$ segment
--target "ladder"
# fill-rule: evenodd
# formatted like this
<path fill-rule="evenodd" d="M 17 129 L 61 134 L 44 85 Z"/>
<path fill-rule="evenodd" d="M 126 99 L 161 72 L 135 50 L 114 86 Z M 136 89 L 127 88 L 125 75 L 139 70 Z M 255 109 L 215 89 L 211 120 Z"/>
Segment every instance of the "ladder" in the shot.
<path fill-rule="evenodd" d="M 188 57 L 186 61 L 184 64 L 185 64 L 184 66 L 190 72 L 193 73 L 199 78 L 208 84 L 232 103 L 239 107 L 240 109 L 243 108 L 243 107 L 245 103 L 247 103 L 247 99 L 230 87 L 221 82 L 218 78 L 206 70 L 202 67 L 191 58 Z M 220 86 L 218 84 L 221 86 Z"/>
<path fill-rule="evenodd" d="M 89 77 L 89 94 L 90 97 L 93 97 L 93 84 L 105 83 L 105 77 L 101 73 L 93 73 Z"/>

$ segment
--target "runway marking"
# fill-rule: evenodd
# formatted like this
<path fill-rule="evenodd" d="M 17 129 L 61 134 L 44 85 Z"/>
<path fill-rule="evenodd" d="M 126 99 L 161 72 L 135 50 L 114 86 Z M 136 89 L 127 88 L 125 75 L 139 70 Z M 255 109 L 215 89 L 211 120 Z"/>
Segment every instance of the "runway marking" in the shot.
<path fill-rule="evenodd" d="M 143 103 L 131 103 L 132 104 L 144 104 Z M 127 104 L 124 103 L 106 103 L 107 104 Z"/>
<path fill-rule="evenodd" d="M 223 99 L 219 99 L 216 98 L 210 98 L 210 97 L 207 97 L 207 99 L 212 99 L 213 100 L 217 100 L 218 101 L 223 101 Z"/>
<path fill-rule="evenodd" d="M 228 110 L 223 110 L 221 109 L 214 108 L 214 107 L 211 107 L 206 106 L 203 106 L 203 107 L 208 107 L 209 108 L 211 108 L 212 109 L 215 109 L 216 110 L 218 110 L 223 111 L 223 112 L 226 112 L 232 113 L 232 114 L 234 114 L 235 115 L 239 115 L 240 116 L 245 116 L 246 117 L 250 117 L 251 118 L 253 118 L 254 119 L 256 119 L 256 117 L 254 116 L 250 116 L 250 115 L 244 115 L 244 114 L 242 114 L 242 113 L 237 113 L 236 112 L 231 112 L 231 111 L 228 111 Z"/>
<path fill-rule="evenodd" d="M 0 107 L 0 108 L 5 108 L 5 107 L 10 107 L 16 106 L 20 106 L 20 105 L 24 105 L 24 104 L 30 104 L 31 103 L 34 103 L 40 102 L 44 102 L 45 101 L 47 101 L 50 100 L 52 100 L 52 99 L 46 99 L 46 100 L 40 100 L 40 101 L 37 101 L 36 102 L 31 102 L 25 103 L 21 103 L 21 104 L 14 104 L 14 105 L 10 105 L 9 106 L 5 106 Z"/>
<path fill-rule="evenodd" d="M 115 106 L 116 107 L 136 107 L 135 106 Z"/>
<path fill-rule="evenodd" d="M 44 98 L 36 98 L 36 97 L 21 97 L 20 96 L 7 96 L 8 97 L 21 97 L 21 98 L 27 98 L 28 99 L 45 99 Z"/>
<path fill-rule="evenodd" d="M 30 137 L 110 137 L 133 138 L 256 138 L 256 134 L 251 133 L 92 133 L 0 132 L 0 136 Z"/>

+++

**Objective**
Rewrite every line of the listing, requests included, starting at its first line and ending at the line containing "93 84 L 105", with both of those lines included. Add 131 to each coordinate in the answer outlines and leave all other numbers unchanged.

**Solution for this exercise**
$ segment
--target "ladder"
# fill-rule: evenodd
# formatted like this
<path fill-rule="evenodd" d="M 17 129 L 61 134 L 44 85 Z"/>
<path fill-rule="evenodd" d="M 126 99 L 161 72 L 135 50 L 114 86 Z M 136 89 L 127 88 L 125 75 L 139 70 Z M 255 109 L 215 89 L 211 120 Z"/>
Segment every instance of the "ladder" in the shot.
<path fill-rule="evenodd" d="M 319 188 L 317 192 L 315 195 L 316 195 L 315 197 L 321 203 L 324 204 L 330 209 L 339 215 L 363 234 L 370 238 L 371 240 L 374 239 L 374 238 L 376 234 L 378 234 L 378 230 L 361 218 L 352 213 L 349 209 L 337 201 L 333 198 L 322 189 Z M 351 217 L 349 215 L 352 217 Z"/>
<path fill-rule="evenodd" d="M 220 208 L 220 225 L 221 228 L 224 228 L 224 215 L 236 214 L 236 208 L 232 204 L 224 204 Z"/>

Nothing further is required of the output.